| What is required |
Write out each of the items below again, substituting "landmark" for every occurrence of "keypoint". Leave all other text unchanged.

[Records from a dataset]
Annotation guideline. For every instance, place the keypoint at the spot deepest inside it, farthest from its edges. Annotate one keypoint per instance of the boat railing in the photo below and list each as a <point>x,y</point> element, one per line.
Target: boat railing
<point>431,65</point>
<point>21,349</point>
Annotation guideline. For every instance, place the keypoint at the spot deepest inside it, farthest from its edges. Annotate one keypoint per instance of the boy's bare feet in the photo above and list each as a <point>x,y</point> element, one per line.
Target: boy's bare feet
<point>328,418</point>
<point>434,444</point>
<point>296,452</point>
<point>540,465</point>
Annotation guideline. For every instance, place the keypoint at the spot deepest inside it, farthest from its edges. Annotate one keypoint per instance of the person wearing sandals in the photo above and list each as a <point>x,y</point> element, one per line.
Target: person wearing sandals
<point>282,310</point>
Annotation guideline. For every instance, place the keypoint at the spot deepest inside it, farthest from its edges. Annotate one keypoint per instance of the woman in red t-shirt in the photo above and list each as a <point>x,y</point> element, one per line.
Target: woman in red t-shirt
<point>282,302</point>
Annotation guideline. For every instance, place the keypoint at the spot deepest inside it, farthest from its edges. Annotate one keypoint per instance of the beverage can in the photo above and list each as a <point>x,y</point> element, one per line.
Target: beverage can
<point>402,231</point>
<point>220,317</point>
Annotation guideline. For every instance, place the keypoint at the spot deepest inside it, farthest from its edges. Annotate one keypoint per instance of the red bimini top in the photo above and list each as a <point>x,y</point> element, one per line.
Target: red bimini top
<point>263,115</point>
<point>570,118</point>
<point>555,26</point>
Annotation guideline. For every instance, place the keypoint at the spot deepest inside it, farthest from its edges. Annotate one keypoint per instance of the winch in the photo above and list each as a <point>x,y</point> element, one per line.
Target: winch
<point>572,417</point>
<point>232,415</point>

| Reply to the exercise |
Annotation guideline. For every instance, place the landmark at the spot deepest inside it, farthest from its edges. Annotate one landmark per instance of the boat railing in the photo below and list each as a <point>x,y</point> element, one per line.
Target: boat railing
<point>431,65</point>
<point>21,349</point>
Annotation guideline. For every instance, place the landmark at the spot deepest inside it, farthest from its edges. Annotate one landmark per instance of the boy's bare feet in the photo above and list each as a <point>x,y</point> element, one per line.
Target: boy's bare feet
<point>328,418</point>
<point>434,444</point>
<point>296,452</point>
<point>540,465</point>
Annotation guideline. For every instance, place the landmark at the spot deepest inside it, farthest from its edges. Annotate one landmark per instance of the person wearing sandals in the photo above and list each as a <point>x,y</point> element, one per line.
Target: person wearing sandals
<point>282,310</point>
Annotation guideline. For every instance, place the landmark at the spot deepest inside it, farthest from its edges. Annotate one landmark per instance of the woman in red t-shirt in the photo above and list each as a <point>x,y</point> element, one per line.
Target: woman in red t-shirt
<point>282,302</point>
Annotation guideline. For every instance, place the landmark at the spot deepest inside it, farthest from its edges. Annotate one landmark per instance of the beverage can in the photo above and list each as a <point>x,y</point> element, one per line.
Target: beverage can
<point>402,231</point>
<point>220,317</point>
Annotation guideline. For every instance, place the landmark at the spot deepest inside it, farthest from its edges. Annotate one landmark per instance of the red bimini top in the photo above and list each as a <point>x,y</point> element, one per line.
Target: red bimini top
<point>263,115</point>
<point>570,118</point>
<point>555,26</point>
Annotation guideline. For every instance, place the landmark at the spot deepest inside it, farthest from its edges. Annotate one landmark per instance of the winch in the photo above and list each as a <point>x,y</point> element, one per line.
Target: winch
<point>572,417</point>
<point>232,415</point>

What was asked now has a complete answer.